Forget The Steam Deck. ROG Is Your Ally.

Updated: Dec 19, 2023

This is the best way to play your PC games on the go. Forget the Steam Deck. In many parts of the world, the Steam Deck wasn’t officially available anyways and to be frank, the hardware is a little old by today’s standards. So here’s the better Steam Deck. The ROG Ally boasts the latest AMD Ryzen Z1 Extreme and it performs admirably. We’re talking up to 60 frames per second in Cyberpunk 2077 at 1080P or up to 120 frames per second in Devil May Cry V.

It’s no surprise at all that when Valve did the unthinkable, everyone went bonkers. The Steam Deck ushered in a new era of gaming, something which many of us never thought possible. Now it’s true that there’s been many handheld PC consoles even before the Steam Deck. But the Steam Deck brought in the much-needed support and software for such a device to really flourish.

▶ Work to do
Write out the part of the ROG Ally text above that begins at the words "Forget The Steam Deck. ROG" and ends after the words "to really flourish.".

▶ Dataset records

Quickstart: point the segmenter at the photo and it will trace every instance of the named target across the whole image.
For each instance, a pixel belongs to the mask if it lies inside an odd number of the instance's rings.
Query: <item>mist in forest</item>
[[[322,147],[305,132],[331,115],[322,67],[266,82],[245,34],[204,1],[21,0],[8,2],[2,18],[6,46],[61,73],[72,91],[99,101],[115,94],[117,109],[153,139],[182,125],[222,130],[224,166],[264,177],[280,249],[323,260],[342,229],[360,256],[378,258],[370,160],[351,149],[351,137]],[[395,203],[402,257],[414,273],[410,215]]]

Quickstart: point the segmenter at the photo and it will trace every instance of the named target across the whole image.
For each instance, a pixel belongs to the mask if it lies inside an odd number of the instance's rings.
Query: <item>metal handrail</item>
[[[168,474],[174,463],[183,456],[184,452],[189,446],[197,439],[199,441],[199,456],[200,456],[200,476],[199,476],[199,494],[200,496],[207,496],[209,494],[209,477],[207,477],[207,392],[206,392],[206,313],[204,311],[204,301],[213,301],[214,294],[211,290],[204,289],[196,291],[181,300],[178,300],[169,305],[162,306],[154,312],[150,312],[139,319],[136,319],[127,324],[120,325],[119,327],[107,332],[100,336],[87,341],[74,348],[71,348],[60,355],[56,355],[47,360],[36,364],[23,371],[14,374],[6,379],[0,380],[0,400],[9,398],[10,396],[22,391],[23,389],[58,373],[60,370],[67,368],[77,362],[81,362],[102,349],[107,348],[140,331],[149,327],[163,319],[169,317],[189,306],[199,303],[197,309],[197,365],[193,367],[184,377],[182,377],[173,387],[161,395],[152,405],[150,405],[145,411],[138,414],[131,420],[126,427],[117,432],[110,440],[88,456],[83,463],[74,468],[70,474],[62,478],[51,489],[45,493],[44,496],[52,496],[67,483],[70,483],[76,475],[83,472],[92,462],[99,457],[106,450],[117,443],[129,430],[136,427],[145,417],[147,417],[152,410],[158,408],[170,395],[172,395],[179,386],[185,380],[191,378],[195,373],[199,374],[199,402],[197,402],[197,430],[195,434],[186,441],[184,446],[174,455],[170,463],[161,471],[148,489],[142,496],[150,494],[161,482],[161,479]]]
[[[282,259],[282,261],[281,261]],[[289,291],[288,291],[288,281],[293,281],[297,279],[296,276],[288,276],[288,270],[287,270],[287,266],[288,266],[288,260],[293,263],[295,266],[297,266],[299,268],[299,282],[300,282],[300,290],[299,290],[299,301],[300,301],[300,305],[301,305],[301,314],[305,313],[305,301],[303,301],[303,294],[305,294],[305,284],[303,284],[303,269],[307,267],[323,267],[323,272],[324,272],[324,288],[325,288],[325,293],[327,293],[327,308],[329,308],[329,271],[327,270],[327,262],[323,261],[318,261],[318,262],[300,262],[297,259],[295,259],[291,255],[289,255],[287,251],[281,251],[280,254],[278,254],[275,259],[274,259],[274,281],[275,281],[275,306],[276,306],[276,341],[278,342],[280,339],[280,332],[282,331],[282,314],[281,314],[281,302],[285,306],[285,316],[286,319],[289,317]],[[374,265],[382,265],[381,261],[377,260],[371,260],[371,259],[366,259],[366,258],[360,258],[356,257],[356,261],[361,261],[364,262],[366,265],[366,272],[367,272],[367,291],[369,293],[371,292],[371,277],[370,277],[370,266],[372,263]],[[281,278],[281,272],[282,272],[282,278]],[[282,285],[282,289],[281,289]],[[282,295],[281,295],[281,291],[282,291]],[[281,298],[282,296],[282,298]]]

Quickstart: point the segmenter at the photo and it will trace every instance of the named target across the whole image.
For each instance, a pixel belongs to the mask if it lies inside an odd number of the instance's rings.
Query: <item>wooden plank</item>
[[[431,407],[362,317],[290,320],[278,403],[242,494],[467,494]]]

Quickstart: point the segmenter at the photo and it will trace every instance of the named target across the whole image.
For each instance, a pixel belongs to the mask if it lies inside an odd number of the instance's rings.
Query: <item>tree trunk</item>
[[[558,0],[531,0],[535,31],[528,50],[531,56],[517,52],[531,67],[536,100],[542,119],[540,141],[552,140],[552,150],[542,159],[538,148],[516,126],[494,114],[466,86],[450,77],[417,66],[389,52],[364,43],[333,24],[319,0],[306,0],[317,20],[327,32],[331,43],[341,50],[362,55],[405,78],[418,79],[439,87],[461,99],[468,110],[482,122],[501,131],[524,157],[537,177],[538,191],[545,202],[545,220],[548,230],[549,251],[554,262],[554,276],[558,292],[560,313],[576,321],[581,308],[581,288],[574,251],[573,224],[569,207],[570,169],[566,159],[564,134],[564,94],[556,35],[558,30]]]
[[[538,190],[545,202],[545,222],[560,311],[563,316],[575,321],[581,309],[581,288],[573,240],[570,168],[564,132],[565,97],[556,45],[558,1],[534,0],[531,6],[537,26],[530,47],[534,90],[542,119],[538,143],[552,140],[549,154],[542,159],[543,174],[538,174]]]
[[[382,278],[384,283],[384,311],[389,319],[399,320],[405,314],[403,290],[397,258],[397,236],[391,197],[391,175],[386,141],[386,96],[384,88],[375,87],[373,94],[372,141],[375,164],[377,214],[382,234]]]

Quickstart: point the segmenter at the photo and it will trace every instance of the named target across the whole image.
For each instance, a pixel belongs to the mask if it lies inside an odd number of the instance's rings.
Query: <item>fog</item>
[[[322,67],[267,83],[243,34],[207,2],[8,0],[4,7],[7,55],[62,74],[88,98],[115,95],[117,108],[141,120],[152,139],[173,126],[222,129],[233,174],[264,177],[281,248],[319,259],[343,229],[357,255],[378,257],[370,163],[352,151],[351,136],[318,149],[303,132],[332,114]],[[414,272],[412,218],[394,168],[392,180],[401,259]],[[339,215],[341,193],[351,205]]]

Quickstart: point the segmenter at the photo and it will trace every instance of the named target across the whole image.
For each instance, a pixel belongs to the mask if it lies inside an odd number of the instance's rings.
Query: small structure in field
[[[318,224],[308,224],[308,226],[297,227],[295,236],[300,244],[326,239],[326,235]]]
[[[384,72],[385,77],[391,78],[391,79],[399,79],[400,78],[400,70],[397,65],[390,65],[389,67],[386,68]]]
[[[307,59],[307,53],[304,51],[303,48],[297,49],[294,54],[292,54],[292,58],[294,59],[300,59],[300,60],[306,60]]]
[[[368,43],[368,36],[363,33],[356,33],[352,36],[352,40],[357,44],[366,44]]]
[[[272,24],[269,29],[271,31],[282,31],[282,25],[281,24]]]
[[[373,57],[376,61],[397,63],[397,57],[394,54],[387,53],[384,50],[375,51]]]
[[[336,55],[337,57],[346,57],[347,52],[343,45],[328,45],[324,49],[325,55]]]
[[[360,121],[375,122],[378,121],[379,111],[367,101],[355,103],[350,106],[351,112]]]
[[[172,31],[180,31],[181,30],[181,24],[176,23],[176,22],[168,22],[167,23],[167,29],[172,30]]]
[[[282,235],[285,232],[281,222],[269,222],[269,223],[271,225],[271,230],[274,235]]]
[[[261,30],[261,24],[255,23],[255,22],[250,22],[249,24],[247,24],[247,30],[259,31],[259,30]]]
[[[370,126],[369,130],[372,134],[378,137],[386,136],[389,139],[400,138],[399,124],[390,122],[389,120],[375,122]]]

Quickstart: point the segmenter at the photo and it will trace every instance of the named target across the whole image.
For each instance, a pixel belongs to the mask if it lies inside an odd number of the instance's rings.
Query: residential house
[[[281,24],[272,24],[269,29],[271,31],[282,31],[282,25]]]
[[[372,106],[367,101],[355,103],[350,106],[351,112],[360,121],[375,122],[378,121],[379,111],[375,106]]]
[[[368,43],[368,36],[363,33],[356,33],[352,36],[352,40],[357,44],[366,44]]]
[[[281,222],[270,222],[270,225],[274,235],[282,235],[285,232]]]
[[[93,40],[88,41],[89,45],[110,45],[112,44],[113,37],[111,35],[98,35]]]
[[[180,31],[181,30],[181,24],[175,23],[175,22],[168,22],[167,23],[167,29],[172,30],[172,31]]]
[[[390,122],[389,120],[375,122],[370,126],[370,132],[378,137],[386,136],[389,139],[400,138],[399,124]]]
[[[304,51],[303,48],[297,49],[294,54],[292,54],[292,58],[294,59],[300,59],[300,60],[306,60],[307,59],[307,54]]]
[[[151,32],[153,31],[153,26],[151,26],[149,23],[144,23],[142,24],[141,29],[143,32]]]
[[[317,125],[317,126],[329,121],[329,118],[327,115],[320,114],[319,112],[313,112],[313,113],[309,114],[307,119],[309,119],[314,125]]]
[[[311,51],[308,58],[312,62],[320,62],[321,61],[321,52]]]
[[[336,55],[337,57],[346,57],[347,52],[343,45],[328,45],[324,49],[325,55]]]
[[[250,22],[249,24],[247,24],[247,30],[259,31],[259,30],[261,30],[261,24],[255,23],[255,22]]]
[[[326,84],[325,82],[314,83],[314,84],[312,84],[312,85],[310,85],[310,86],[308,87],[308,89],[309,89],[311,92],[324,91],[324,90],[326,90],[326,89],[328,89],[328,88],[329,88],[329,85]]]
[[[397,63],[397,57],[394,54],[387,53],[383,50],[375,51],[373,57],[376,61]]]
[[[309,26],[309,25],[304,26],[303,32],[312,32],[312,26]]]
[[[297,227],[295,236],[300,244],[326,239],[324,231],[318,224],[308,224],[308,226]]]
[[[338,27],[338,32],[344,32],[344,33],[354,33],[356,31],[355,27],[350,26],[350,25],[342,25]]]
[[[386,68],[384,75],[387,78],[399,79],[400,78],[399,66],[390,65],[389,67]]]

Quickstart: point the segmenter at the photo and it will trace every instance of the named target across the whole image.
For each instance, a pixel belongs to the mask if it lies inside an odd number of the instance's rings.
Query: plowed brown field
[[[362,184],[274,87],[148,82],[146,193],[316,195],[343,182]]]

--

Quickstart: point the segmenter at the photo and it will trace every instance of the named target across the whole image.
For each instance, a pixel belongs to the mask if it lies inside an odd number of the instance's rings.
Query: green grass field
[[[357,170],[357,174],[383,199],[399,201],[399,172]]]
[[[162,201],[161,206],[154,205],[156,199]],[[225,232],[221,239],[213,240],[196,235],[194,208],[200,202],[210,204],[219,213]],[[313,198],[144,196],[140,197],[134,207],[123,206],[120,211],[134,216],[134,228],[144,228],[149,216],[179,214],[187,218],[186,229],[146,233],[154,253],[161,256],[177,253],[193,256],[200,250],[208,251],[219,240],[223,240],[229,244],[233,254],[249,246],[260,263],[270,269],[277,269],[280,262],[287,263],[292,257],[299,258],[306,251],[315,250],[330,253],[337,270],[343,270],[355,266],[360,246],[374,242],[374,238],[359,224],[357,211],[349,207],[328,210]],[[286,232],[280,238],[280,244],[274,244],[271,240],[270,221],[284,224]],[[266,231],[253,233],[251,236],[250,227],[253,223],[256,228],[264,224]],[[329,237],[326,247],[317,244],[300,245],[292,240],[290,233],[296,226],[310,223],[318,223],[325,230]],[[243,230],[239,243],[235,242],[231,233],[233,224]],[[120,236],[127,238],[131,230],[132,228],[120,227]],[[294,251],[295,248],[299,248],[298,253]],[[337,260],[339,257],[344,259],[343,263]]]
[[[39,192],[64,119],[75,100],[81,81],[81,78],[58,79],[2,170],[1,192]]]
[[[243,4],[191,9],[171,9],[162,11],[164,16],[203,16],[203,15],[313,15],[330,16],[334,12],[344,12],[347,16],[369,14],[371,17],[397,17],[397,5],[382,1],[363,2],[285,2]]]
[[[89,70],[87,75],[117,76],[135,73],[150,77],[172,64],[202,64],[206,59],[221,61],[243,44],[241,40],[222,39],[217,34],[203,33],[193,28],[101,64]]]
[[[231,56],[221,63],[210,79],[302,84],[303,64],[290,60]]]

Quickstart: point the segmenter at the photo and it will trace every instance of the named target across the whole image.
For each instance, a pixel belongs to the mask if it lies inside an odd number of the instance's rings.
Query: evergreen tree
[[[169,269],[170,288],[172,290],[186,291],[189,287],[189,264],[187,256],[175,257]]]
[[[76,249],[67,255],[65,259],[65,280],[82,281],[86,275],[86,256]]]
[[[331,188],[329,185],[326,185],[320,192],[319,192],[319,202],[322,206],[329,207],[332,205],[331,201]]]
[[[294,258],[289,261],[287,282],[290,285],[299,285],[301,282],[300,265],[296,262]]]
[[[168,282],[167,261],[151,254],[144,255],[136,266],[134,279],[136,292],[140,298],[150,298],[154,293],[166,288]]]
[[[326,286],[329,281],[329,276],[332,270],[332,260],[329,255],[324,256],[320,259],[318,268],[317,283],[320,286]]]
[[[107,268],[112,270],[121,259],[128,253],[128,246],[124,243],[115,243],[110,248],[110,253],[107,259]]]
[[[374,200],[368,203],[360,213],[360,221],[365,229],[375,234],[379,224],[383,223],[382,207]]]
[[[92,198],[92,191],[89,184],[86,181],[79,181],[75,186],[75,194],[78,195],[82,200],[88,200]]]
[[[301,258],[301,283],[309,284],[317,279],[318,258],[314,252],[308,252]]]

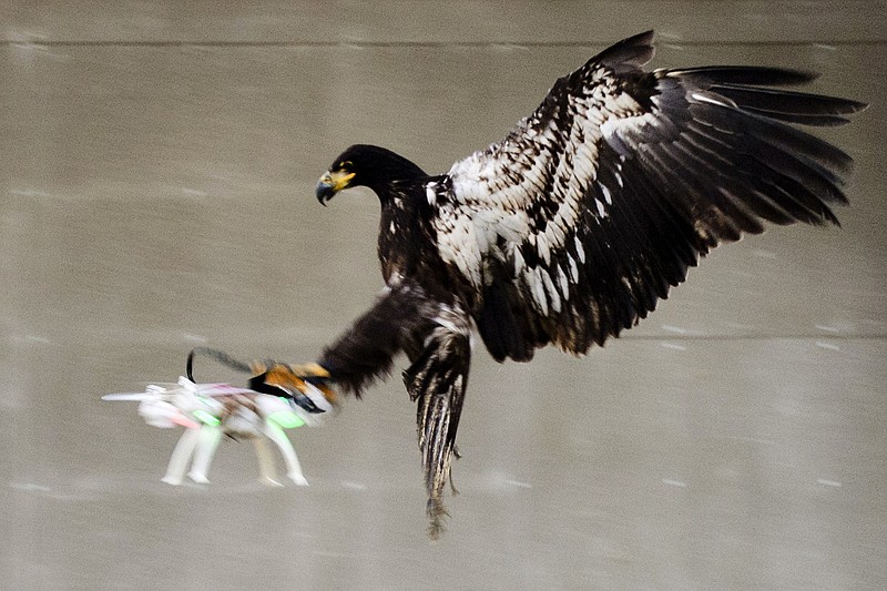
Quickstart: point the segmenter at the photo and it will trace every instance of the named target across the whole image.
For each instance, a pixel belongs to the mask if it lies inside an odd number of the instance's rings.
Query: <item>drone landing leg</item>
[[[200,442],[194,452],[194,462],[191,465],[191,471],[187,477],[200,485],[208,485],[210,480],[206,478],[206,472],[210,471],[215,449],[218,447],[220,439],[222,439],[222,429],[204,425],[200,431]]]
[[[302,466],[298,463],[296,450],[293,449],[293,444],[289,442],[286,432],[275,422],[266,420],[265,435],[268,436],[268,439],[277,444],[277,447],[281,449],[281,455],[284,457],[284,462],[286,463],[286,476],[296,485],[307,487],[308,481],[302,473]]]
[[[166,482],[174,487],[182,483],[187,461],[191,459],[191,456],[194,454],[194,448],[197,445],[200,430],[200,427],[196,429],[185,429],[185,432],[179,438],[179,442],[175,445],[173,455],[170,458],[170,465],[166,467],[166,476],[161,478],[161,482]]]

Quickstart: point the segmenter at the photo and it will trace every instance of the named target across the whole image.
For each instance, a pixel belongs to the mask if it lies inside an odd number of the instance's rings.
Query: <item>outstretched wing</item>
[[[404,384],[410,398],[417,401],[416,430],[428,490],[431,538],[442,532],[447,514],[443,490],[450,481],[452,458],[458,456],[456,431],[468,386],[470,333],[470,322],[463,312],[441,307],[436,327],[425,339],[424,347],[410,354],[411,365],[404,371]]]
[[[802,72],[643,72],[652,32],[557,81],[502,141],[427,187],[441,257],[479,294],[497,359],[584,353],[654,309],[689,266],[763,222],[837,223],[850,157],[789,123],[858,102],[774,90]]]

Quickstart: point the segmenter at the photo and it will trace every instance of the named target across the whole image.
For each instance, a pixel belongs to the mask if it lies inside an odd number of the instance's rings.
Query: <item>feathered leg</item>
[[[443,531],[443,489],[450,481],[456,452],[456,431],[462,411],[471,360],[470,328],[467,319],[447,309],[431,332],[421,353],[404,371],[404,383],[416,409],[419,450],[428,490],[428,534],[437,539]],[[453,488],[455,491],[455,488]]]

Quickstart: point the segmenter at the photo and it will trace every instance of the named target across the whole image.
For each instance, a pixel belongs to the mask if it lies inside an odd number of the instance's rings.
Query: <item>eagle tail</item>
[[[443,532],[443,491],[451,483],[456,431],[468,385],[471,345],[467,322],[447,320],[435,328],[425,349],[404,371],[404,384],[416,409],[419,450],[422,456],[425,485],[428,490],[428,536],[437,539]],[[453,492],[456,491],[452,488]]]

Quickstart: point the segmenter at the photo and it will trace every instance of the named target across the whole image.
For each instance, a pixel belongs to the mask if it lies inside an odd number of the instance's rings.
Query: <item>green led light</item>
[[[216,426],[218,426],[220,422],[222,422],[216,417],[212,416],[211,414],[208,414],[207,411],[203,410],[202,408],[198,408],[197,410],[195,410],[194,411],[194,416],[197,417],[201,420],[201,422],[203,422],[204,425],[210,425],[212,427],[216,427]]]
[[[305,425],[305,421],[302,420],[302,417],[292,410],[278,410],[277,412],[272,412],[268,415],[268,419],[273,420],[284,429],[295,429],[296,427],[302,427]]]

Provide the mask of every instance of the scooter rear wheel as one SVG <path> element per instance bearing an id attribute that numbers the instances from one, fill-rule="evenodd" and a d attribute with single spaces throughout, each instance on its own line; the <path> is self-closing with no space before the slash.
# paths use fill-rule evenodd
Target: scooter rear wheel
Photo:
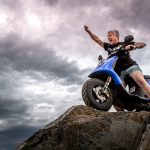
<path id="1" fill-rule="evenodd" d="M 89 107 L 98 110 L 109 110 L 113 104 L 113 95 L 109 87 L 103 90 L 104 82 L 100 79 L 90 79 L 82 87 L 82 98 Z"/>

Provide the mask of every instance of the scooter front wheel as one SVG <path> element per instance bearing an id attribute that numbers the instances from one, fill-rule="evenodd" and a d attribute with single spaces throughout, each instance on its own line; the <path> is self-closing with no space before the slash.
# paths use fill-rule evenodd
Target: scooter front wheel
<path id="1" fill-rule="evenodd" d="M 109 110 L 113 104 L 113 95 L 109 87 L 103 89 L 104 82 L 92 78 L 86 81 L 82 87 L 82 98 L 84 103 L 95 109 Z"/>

▶ The result
Forget The Steam Deck. ROG Is Your Ally.

Updated: Dec 19, 2023

This is the best way to play your PC games on the go. Forget the Steam Deck. In many parts of the world, the Steam Deck wasn’t officially available anyways and to be frank, the hardware is a little old by today’s standards. So here’s the better Steam Deck. The ROG Ally boasts the latest AMD Ryzen Z1 Extreme and it performs admirably. We’re talking up to 60 frames per second in Cyberpunk 2077 at 1080P or up to 120 frames per second in Devil May Cry V.

It’s no surprise at all that when Valve did the unthinkable, everyone went bonkers. The Steam Deck ushered in a new era of gaming, something which many of us never thought possible. Now it’s true that there’s been many handheld PC consoles even before the Steam Deck. But the Steam Deck brought in the much-needed support and software for such a device to really flourish.